### DATA PROVIDED

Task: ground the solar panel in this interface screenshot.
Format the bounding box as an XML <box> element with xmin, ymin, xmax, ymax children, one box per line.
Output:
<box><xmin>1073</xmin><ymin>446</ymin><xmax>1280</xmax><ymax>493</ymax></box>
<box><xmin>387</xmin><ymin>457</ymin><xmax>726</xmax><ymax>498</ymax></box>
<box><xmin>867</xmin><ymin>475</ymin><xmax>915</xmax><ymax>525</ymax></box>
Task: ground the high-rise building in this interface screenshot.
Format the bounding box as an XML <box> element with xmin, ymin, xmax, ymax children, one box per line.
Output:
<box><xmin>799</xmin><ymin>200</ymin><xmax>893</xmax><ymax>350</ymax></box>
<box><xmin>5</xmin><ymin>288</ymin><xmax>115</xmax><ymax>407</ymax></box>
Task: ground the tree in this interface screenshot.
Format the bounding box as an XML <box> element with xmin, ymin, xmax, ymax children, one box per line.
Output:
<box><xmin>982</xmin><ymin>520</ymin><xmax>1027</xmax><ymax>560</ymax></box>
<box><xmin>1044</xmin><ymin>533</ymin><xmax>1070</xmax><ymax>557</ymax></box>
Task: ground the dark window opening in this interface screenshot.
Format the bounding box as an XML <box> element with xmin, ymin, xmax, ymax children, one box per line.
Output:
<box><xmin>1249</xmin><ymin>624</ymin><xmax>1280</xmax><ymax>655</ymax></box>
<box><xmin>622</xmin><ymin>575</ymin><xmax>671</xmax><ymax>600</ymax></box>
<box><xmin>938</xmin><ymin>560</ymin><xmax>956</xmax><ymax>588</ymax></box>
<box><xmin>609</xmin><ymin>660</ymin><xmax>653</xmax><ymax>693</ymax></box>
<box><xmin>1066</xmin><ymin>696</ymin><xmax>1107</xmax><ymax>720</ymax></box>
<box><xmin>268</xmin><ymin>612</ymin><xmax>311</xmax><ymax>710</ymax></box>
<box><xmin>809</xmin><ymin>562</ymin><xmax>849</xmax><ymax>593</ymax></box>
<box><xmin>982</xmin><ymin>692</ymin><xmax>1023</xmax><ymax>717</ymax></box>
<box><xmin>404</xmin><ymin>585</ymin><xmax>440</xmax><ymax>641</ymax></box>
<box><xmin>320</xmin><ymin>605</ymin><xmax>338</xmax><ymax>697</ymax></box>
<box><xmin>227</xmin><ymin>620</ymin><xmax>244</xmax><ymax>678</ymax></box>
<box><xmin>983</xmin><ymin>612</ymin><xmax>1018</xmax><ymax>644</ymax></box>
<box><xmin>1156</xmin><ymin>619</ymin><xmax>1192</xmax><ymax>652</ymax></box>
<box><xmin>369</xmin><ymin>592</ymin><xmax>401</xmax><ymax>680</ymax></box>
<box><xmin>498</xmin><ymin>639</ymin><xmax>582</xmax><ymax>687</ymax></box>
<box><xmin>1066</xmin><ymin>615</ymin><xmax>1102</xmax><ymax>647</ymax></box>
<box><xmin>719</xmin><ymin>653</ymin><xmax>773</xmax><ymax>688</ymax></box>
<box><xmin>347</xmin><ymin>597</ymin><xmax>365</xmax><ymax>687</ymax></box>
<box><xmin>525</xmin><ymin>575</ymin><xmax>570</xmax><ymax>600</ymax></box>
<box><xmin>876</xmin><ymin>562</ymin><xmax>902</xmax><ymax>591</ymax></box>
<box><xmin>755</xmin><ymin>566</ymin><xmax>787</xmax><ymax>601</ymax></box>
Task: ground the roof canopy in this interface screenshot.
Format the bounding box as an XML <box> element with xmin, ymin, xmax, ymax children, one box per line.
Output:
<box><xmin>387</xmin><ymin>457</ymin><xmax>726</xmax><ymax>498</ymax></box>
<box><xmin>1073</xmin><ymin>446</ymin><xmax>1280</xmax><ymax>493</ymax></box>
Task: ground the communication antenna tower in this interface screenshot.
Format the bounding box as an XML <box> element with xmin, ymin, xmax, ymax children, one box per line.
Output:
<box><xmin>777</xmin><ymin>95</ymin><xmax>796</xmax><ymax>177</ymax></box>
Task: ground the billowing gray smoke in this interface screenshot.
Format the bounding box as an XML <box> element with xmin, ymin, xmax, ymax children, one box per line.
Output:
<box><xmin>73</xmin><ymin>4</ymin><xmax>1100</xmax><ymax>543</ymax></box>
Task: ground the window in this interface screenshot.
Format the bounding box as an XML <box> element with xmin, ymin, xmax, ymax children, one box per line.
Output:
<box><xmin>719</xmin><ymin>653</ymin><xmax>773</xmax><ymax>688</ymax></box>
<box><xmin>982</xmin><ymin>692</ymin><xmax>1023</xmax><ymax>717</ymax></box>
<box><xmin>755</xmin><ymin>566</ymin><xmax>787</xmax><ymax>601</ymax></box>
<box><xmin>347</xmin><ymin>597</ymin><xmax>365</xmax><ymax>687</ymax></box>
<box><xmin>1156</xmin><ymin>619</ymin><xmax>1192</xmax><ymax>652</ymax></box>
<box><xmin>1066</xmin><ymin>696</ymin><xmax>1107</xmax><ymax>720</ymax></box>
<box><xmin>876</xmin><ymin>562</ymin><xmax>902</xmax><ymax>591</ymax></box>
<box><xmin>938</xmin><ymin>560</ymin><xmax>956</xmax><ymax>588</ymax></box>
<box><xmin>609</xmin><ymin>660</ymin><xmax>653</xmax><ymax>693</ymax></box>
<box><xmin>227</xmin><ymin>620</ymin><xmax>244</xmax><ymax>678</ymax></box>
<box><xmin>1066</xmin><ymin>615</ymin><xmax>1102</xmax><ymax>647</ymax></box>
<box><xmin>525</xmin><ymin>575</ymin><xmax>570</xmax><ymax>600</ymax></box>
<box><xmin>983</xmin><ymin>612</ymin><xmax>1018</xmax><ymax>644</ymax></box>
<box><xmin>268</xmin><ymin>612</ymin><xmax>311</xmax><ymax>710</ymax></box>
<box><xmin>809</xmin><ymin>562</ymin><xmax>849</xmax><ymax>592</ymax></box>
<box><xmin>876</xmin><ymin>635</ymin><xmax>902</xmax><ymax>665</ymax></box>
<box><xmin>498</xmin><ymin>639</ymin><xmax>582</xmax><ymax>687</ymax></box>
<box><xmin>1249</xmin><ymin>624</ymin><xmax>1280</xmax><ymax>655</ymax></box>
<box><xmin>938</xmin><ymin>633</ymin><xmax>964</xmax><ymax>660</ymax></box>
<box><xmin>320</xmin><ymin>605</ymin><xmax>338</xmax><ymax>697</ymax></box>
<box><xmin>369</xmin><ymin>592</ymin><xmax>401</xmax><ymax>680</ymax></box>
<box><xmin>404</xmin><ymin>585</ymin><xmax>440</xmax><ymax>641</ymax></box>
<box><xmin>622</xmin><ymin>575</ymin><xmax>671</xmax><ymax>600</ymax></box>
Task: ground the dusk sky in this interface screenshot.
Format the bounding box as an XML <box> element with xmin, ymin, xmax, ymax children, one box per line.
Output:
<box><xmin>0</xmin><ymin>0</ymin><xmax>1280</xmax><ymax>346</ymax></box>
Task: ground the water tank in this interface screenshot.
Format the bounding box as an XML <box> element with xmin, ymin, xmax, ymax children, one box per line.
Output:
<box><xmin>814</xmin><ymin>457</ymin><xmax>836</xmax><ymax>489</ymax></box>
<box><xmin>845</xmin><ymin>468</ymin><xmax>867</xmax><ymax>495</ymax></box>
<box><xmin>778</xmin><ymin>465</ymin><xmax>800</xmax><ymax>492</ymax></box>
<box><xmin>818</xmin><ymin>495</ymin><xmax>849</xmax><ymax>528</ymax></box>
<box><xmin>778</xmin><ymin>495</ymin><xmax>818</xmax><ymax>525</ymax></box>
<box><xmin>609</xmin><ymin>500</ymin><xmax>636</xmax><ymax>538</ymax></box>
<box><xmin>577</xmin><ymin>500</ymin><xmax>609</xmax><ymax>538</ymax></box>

######

• [EXERCISE BRIEF]: Pick out each line above that contains the word "interface" and copy it. Case counts.

• [THE REPLY]:
Task: ground the solar panel in this interface screenshot.
Task: ground the high-rise building in this interface screenshot.
Task: ground the tree in this interface screenshot.
Task: ground the dark window opening in this interface screenshot.
Task: ground the roof canopy in this interface screenshot.
Task: ground the communication antenna tower in this interface screenshot.
Task: ground the billowing gray smoke in this interface screenshot.
Task: ground the window in this interface screenshot.
Task: ground the dusk sky in this interface screenshot.
Task: ground the water tank in this interface screenshot.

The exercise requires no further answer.